Stored entries
%%
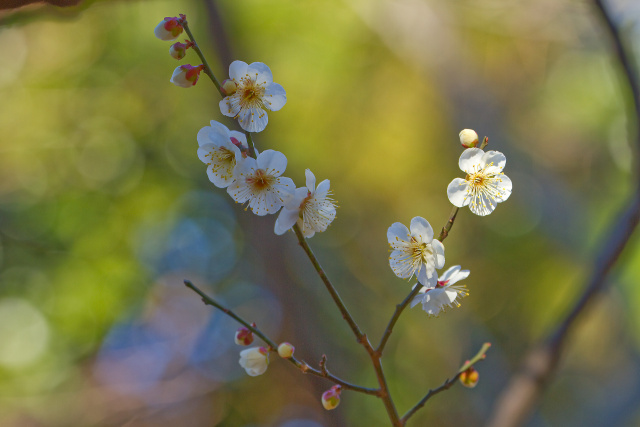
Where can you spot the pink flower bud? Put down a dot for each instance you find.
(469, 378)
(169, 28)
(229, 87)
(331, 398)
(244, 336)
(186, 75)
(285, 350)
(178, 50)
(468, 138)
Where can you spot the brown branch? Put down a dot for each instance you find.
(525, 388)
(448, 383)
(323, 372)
%%
%%
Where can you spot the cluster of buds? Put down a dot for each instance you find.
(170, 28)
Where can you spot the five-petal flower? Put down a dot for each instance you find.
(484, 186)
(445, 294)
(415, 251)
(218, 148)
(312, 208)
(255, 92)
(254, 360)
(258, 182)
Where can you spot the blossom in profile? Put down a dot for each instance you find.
%%
**Task details**
In the listing above, write out again every line from the line containing "Where can you spot the cluster" through the line containing "Where can you spot the blossom", requests included. Shift each answer coordinate by adding 26 to both of its numbers.

**Full answer**
Where can you spot the cluster of buds? Put down a dot for each instance you find.
(196, 54)
Where can you spot the five-petal flower? Put down a dot for each instance you find.
(510, 212)
(471, 320)
(441, 277)
(244, 174)
(338, 234)
(281, 118)
(280, 386)
(284, 208)
Where can you spot the blossom in profile? Put down a dot for each instance you find.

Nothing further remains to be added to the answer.